### PAGE EXTRACT
Professor’s portrait: helping people live a life they feel good about

Lena-Karin Erlandsson’s field of research is the balance between different types of activities and how they are affected by our health.

“I am passionate about helping people live a life that makes them feel good.”

Lena-Karin Erlandsson, Professor of Occupational Therapy

“The goal of occupational therapy is to enable people to do what they want and need to do, in the way they want to do it. I am passionate about supporting people to live a life that contributes to their health”, says Lena-Karin Erlandsson.

The foundation of the profession is the knowledge about people’s everyday activities, in and outside of their working life, and how this impacts on their health. In the early 1990s, the subject field of occupational science was introduced. To Lena-Karin Erlandsson, who was a qualified occupational therapist, this was a welcome event.

A smiling woman standing by a black wall

After 23 years at Lund University, in the spring of 2018, Lena-Karin Erlandsson became Head of the School of Health and Welfare at Halmstad University. Today she is also a professor. In both her roles, she wants to contribute to multidisciplinary: “Multidisciplinary provides breadth and dynamics for the University. Thanks to it, important questions can be answered based on new combinations of topics and methods."

“Occupational science links in with biomedicine, the other important field of occupational therapy. I felt that the occupational therapy that I had studied was too medical.”

Since then, she has been involved in developing an occupation-centered conceptual model for occupational therapists, ValMO, Value and Meaning in Daily Occupations. The professional education and training mainly uses models from the USA and Canada. ValMO is the only model to be developed in Europe.

Important to complete occupations

While working on her doctoral thesis, Lena-Karin Erlandsson interviewed women about their life as dual-working parents of young children. The women’s daily lives would form either low, medium, or high complexity occupation patterns.

### WORK INSTRUCTION 1
In the professor's portrait, when did Lena-Karin Erlandsson become Head of the School of Health and Welfare at Halmstad University?
### WORK INSTRUCTION 2
Extend the professor's portrait with a further passage that picks up right after its final sentence.

### EXTRACTED INFORMATION

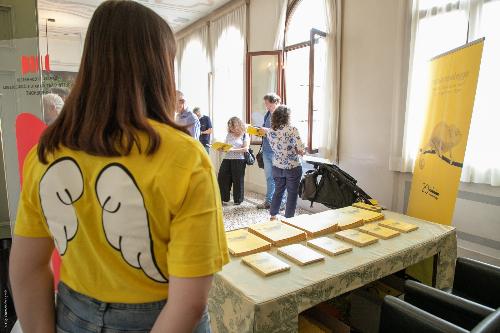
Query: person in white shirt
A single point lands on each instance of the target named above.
(287, 168)
(185, 117)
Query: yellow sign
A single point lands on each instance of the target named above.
(437, 171)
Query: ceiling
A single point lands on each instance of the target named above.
(74, 15)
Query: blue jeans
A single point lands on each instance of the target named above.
(288, 179)
(268, 170)
(77, 313)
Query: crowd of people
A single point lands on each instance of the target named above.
(281, 151)
(121, 186)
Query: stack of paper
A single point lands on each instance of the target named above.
(278, 233)
(313, 225)
(329, 246)
(398, 226)
(344, 218)
(265, 264)
(378, 231)
(356, 237)
(362, 205)
(221, 146)
(368, 216)
(300, 254)
(241, 243)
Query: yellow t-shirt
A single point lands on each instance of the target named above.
(123, 225)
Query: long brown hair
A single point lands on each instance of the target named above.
(126, 77)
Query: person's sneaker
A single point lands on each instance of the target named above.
(264, 205)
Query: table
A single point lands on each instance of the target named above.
(243, 301)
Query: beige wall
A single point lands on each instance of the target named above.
(371, 45)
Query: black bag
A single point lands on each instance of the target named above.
(249, 157)
(309, 186)
(260, 158)
(331, 186)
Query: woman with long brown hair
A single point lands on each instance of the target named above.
(114, 185)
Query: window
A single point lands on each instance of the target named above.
(228, 100)
(305, 69)
(441, 26)
(194, 75)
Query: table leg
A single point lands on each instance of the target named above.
(445, 262)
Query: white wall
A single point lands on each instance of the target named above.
(369, 54)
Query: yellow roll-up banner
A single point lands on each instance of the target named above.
(436, 175)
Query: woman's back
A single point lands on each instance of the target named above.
(112, 219)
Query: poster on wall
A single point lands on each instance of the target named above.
(436, 175)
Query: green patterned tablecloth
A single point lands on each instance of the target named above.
(243, 301)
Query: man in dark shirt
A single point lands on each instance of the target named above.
(205, 129)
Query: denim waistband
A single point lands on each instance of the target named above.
(71, 297)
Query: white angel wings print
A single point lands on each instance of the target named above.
(124, 215)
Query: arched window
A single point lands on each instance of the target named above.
(228, 93)
(305, 29)
(194, 75)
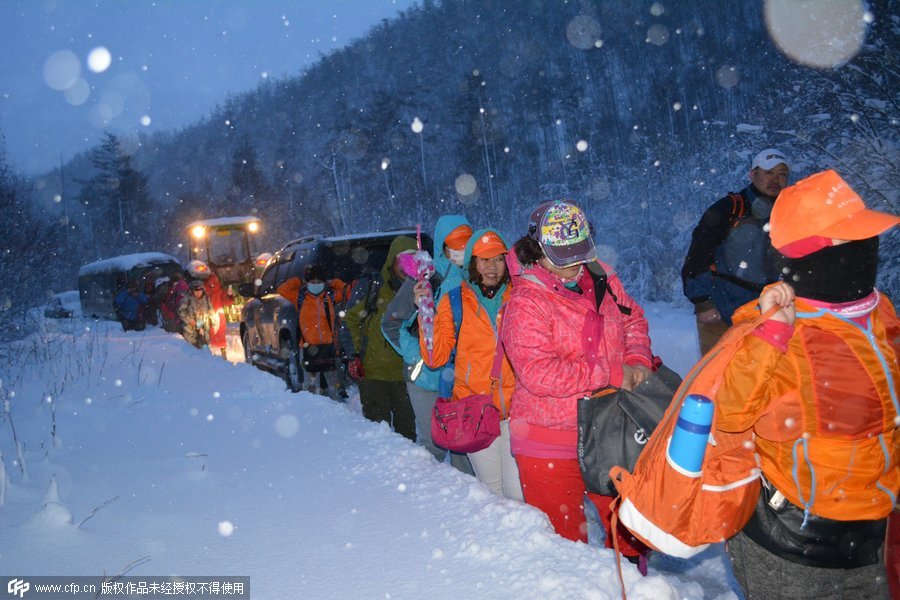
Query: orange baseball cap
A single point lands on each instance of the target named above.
(489, 245)
(822, 206)
(458, 238)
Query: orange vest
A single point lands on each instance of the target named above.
(290, 289)
(824, 412)
(317, 319)
(475, 349)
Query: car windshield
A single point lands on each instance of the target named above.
(349, 259)
(228, 246)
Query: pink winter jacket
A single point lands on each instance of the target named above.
(561, 348)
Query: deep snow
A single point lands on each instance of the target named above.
(197, 466)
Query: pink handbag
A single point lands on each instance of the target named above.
(471, 423)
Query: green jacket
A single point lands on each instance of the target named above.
(380, 360)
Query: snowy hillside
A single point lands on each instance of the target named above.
(138, 453)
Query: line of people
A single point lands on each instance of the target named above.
(817, 382)
(190, 303)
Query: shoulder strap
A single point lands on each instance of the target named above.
(602, 287)
(455, 297)
(738, 208)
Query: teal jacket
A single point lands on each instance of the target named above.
(402, 313)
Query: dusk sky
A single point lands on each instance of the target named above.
(72, 69)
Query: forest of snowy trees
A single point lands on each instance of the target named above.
(644, 113)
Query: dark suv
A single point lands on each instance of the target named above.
(269, 322)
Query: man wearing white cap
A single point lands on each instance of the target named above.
(731, 258)
(817, 383)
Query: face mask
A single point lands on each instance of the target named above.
(457, 256)
(834, 274)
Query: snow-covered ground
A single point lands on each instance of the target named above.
(137, 453)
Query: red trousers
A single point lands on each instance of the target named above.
(217, 336)
(555, 486)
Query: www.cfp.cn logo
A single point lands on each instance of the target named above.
(17, 587)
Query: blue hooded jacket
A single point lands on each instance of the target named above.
(451, 276)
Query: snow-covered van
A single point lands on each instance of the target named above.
(99, 282)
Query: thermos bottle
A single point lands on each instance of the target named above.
(687, 446)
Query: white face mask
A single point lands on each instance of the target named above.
(457, 256)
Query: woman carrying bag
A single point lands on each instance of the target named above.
(484, 293)
(569, 329)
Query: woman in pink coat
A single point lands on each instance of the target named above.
(570, 328)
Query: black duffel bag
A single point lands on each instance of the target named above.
(614, 425)
(318, 358)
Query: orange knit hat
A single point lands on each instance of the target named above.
(458, 238)
(489, 245)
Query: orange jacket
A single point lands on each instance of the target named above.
(290, 289)
(474, 351)
(824, 412)
(218, 296)
(317, 315)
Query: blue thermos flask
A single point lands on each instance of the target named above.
(687, 446)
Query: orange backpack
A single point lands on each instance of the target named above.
(679, 514)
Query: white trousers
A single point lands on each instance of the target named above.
(496, 467)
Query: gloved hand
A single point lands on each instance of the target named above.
(355, 368)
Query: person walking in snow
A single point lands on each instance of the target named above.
(731, 258)
(484, 293)
(317, 314)
(400, 328)
(219, 297)
(175, 293)
(197, 315)
(373, 362)
(570, 328)
(818, 385)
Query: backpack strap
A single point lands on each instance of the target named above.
(445, 385)
(738, 208)
(602, 287)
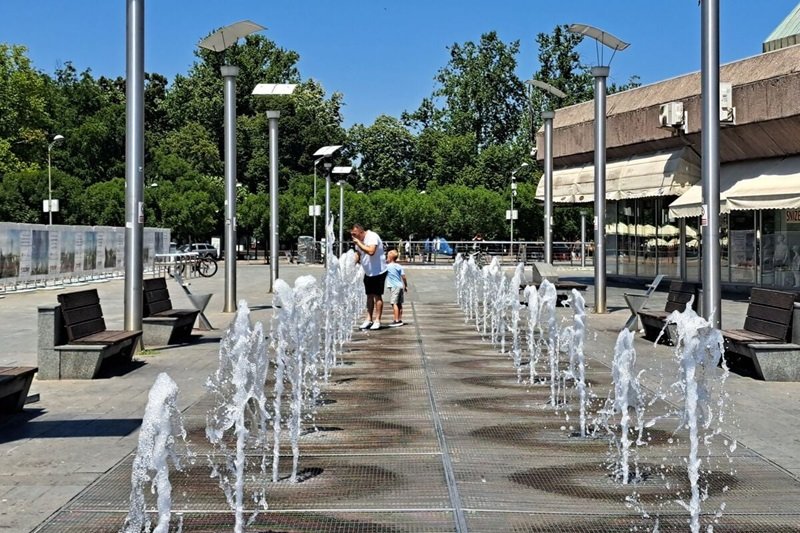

### EXERCISE ANSWER 1
In the spring of 2018.

### EXERCISE ANSWER 2
“The results showed that women who were often disturbed or interrupted during their occupations were at risk of ill health and lower quality of life. They felt better when they could carry out occupations during longer intervals, without being interrupted. This was true at work as well as in the home.”

Occupations with clear start and end points often make it easier for us to become aware of what we are doing and how to evaluate what we have done.

“Today, many of us have actions which interrupt our occupations. You might feel like you have not got anything done by the end of the day. One example is how we let mobile phones interrupt our occupations.”

One category of occupations is the hidden or invisible occupations, such as brushing our teeth or going grocery shopping. When people’s everyday lives are turned upside down, hidden occupations can become main occupations.

“One example is a family where a child develops diabetes. For the parents, almost everything is now about managing sugar intake and insulin levels. The child’s hidden occupation, eating, becomes the parents’ main occupation.”

While many have trouble piecing together the ’life puzzle’, others experience intense loneliness and emptiness. One example is elderly people with not enough to do.

“After breakfast, the next thing to ‘happen’ is the home help services bringing you lunch. The elderly person’s occupation between breakfast and lunch then becomes ‘waiting’. There is a clear risk of ill health here. Everyone needs validation as the doer they are, both from themselves and in their interaction with others. The people we meet in society, those dependent on or in need of nursing and care, they are us.”

Programme for restarting and change

Lena-Karin Erlandsson has developed the group treatment programme ReDO™ for people who needs to make changes their daily lives. She has personally trained and certified around 700 occupational therapists in using this method, which is now well-established in primary care.

Text: Anna Vörös
Translation: Semantix
Photo: Dan Bergmark

About Lena-Karin Erlandsson

Lena-Karin Erlandsson was born in 1963 in Lund and graduated as an occupational therapist at Lund University in 1987. In 2003 she defended her thesis “101 Women’s Patterns of Daily Occupations” at Lund University. She became an Associate Professor of Occupational Therapy in 2009. Between 2012 and 2017, Lena-Karin Erlandsson was the head of the Department of Health Sciences at Lund University. Since 2018, she is the head of the School of Health and Welfare at Halmstad University, where she was appointed Professor of Occupational Therapy in 2019.